● **Given instruction**:
Rescale the section of the items that opens with the line containing "the form (6,12);" and runs through the end of the items. Rewrite every line in full, and multiply only the answer coordinates by 0.35, rounding each to the nearest whole number with halves rounded up.

Image object location items:
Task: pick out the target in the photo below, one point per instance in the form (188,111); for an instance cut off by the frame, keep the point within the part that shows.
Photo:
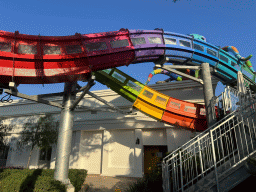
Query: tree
(43,134)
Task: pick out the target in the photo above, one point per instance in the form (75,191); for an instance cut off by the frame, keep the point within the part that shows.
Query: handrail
(215,151)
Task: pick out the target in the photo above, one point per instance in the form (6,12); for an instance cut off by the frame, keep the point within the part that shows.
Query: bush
(29,180)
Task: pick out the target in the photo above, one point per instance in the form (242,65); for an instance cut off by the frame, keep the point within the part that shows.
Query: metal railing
(213,153)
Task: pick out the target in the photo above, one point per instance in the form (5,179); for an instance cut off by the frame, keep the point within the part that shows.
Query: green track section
(130,88)
(121,83)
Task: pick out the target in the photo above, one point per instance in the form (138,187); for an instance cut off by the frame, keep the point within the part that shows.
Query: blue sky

● **Full response**:
Task: pick out the target in the photo above, one point per instance in the form (6,12); for an instance cut off by the frame, keep the point within the part that shows.
Query: bush
(10,63)
Task: pick out the target in the photo above, one point per instance in the form (242,65); for an instance cut off by the frame, keep the point within the part that shows.
Query: metal railing
(75,54)
Task: pick out the target in the photo above, one point per instance in the form (5,179); for an instance cut off by the frame, keep the point within the part that shows.
Query: green track section
(46,31)
(42,29)
Task: pick out the target in the photo above, one point per instance in the form (138,187); for an instance cut off by the frame, keep the point within the part that shows.
Query: blue sky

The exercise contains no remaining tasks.